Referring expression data

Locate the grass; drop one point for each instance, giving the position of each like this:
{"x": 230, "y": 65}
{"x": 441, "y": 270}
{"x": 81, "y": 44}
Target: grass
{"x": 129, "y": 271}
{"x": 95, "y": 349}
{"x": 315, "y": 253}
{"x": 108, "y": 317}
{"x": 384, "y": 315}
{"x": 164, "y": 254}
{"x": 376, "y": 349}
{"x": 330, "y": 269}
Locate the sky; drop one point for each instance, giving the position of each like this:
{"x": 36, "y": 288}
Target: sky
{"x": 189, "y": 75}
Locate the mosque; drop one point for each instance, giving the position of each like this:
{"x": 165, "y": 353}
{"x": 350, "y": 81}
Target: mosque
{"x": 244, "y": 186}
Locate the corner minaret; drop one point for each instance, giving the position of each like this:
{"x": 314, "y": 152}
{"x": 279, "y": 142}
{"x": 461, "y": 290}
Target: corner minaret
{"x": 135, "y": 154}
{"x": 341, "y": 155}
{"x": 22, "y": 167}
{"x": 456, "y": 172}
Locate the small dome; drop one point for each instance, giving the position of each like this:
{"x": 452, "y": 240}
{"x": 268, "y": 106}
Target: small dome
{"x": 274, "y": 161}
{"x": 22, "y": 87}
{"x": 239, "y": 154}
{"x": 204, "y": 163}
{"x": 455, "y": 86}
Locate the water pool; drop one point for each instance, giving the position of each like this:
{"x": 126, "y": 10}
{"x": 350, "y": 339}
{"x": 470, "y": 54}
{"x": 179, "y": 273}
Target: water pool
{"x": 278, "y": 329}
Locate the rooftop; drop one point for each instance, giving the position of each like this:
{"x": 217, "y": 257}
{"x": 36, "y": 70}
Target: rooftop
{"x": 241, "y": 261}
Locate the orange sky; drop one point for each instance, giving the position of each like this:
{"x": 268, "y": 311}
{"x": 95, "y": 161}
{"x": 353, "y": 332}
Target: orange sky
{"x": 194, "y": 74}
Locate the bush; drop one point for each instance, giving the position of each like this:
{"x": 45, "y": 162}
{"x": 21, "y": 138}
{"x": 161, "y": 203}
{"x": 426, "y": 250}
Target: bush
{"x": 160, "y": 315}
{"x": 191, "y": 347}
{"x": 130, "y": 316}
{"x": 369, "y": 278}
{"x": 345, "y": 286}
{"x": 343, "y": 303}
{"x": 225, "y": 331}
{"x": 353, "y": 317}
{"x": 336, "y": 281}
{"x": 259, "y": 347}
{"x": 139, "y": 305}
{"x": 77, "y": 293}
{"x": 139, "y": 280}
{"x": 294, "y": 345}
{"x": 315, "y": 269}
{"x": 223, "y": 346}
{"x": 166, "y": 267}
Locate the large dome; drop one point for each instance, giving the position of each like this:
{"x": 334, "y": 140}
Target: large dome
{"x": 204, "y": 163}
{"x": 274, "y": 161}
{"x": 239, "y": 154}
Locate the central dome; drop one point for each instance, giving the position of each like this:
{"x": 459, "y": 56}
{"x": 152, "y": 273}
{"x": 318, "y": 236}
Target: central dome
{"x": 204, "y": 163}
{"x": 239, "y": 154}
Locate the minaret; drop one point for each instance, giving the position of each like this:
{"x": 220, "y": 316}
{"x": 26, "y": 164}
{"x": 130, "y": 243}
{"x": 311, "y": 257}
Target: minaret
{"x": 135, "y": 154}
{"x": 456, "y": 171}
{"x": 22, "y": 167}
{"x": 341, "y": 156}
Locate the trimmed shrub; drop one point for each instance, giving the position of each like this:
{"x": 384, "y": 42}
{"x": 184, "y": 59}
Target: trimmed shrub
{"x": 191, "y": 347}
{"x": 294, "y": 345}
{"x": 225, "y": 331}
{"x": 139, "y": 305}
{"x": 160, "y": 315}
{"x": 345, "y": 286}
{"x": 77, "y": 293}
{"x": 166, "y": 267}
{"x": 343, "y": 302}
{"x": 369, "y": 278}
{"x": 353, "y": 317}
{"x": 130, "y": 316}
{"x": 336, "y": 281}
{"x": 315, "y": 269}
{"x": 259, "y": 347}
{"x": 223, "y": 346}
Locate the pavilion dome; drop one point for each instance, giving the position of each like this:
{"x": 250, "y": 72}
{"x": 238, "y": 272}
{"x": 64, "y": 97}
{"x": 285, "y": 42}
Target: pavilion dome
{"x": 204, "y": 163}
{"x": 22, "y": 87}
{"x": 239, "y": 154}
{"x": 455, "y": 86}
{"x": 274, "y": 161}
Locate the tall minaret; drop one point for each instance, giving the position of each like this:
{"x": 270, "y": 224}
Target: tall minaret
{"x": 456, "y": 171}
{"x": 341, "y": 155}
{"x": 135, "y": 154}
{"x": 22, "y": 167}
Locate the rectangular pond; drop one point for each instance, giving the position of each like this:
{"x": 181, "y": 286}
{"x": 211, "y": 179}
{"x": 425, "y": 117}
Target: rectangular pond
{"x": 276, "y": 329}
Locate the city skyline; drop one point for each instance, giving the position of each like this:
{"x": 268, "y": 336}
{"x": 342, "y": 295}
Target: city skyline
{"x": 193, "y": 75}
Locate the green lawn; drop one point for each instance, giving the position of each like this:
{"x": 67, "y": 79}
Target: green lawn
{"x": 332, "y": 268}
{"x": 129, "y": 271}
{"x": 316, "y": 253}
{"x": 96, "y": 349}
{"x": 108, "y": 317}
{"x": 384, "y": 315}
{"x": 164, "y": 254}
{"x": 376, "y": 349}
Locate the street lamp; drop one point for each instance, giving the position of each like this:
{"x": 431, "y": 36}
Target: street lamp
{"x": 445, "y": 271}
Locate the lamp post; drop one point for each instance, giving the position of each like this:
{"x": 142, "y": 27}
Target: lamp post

▶ **ACTIVITY**
Write out each entry once more, exactly as it was given.

▶ **WRITTEN REPLY**
Locate the grass; drop one point for each instance, giving the position of each like this:
{"x": 230, "y": 65}
{"x": 441, "y": 270}
{"x": 81, "y": 44}
Target: grass
{"x": 129, "y": 271}
{"x": 95, "y": 349}
{"x": 315, "y": 253}
{"x": 108, "y": 317}
{"x": 384, "y": 315}
{"x": 164, "y": 254}
{"x": 376, "y": 349}
{"x": 330, "y": 269}
Locate the sky; drop one point for each instance, giving the position of each like this:
{"x": 36, "y": 288}
Target: sky
{"x": 189, "y": 75}
Locate the mosque; drop one point for each instance, giving the position of each like this:
{"x": 165, "y": 353}
{"x": 350, "y": 81}
Target: mosque
{"x": 244, "y": 186}
Locate the corner minaret; drop one point for each instance, giving the position of each like this:
{"x": 314, "y": 152}
{"x": 279, "y": 142}
{"x": 461, "y": 290}
Target: corner minaret
{"x": 135, "y": 154}
{"x": 341, "y": 155}
{"x": 22, "y": 167}
{"x": 456, "y": 172}
Locate the small dome; drop one point for each instance, giving the position of each like this:
{"x": 452, "y": 240}
{"x": 268, "y": 106}
Target: small dome
{"x": 274, "y": 161}
{"x": 22, "y": 87}
{"x": 239, "y": 154}
{"x": 204, "y": 163}
{"x": 455, "y": 86}
Locate the water pool; drop one point for each instance, giving the position of each like this:
{"x": 126, "y": 10}
{"x": 350, "y": 339}
{"x": 470, "y": 54}
{"x": 179, "y": 273}
Target: water pool
{"x": 278, "y": 329}
Locate the rooftop; drop one point for each instance, giving the position of each like this:
{"x": 217, "y": 257}
{"x": 36, "y": 70}
Target: rooftop
{"x": 241, "y": 261}
Locate the orange sky; drop one point for each instance, giving the position of each like this:
{"x": 268, "y": 311}
{"x": 95, "y": 161}
{"x": 353, "y": 332}
Target: orange sky
{"x": 194, "y": 74}
Locate the bush; drop one point for each instance, giving the position of each like this:
{"x": 45, "y": 162}
{"x": 21, "y": 138}
{"x": 161, "y": 203}
{"x": 426, "y": 250}
Target: bush
{"x": 160, "y": 315}
{"x": 191, "y": 347}
{"x": 130, "y": 316}
{"x": 369, "y": 278}
{"x": 345, "y": 286}
{"x": 343, "y": 303}
{"x": 225, "y": 331}
{"x": 353, "y": 317}
{"x": 336, "y": 281}
{"x": 259, "y": 347}
{"x": 139, "y": 305}
{"x": 77, "y": 293}
{"x": 139, "y": 280}
{"x": 294, "y": 345}
{"x": 315, "y": 269}
{"x": 223, "y": 346}
{"x": 166, "y": 267}
Locate the large dome; drop one point for each instance, giving the position of each like this:
{"x": 334, "y": 140}
Target: large dome
{"x": 204, "y": 163}
{"x": 274, "y": 161}
{"x": 239, "y": 154}
Locate the central dome; drop one point for each instance, giving the position of each like this:
{"x": 459, "y": 56}
{"x": 152, "y": 273}
{"x": 318, "y": 236}
Target: central dome
{"x": 204, "y": 163}
{"x": 239, "y": 154}
Locate the minaret; drop one point for each instance, giving the position of each like this:
{"x": 220, "y": 316}
{"x": 26, "y": 164}
{"x": 130, "y": 243}
{"x": 311, "y": 257}
Target: minaret
{"x": 135, "y": 154}
{"x": 456, "y": 171}
{"x": 22, "y": 167}
{"x": 341, "y": 156}
Locate the trimmed shrub; drop one point for each instance, giving the position of each like this:
{"x": 384, "y": 42}
{"x": 184, "y": 59}
Target: trimmed shrub
{"x": 191, "y": 347}
{"x": 294, "y": 345}
{"x": 225, "y": 331}
{"x": 139, "y": 305}
{"x": 160, "y": 315}
{"x": 345, "y": 286}
{"x": 77, "y": 293}
{"x": 166, "y": 267}
{"x": 343, "y": 302}
{"x": 369, "y": 278}
{"x": 353, "y": 317}
{"x": 130, "y": 316}
{"x": 336, "y": 281}
{"x": 315, "y": 269}
{"x": 259, "y": 347}
{"x": 223, "y": 346}
Locate the pavilion dome; drop one point for each instance, giving the position of each like this:
{"x": 250, "y": 72}
{"x": 238, "y": 272}
{"x": 64, "y": 97}
{"x": 285, "y": 42}
Target: pavilion dome
{"x": 204, "y": 163}
{"x": 22, "y": 87}
{"x": 239, "y": 154}
{"x": 455, "y": 86}
{"x": 274, "y": 161}
Locate the tall minaret; drop one point for each instance, giving the position of each like this:
{"x": 270, "y": 224}
Target: tall minaret
{"x": 456, "y": 171}
{"x": 341, "y": 155}
{"x": 135, "y": 154}
{"x": 22, "y": 167}
Locate the rectangular pond; drop one point for each instance, giving the position of each like this:
{"x": 181, "y": 286}
{"x": 211, "y": 179}
{"x": 425, "y": 117}
Target: rectangular pond
{"x": 276, "y": 329}
Locate the city skyline; drop one point for each instance, giving the position of each like this:
{"x": 268, "y": 336}
{"x": 342, "y": 295}
Target: city skyline
{"x": 193, "y": 75}
Locate the green lawn; drop one point for each instance, giving the position of each like this:
{"x": 67, "y": 79}
Target: green lawn
{"x": 332, "y": 268}
{"x": 129, "y": 271}
{"x": 316, "y": 253}
{"x": 96, "y": 349}
{"x": 108, "y": 317}
{"x": 384, "y": 315}
{"x": 164, "y": 254}
{"x": 376, "y": 349}
Locate the street lamp; drop one point for each instance, giving the position of each like this:
{"x": 431, "y": 36}
Target: street lamp
{"x": 445, "y": 271}
Locate the lamp post; drop one point for each instance, giving the position of each like this:
{"x": 142, "y": 27}
Target: lamp post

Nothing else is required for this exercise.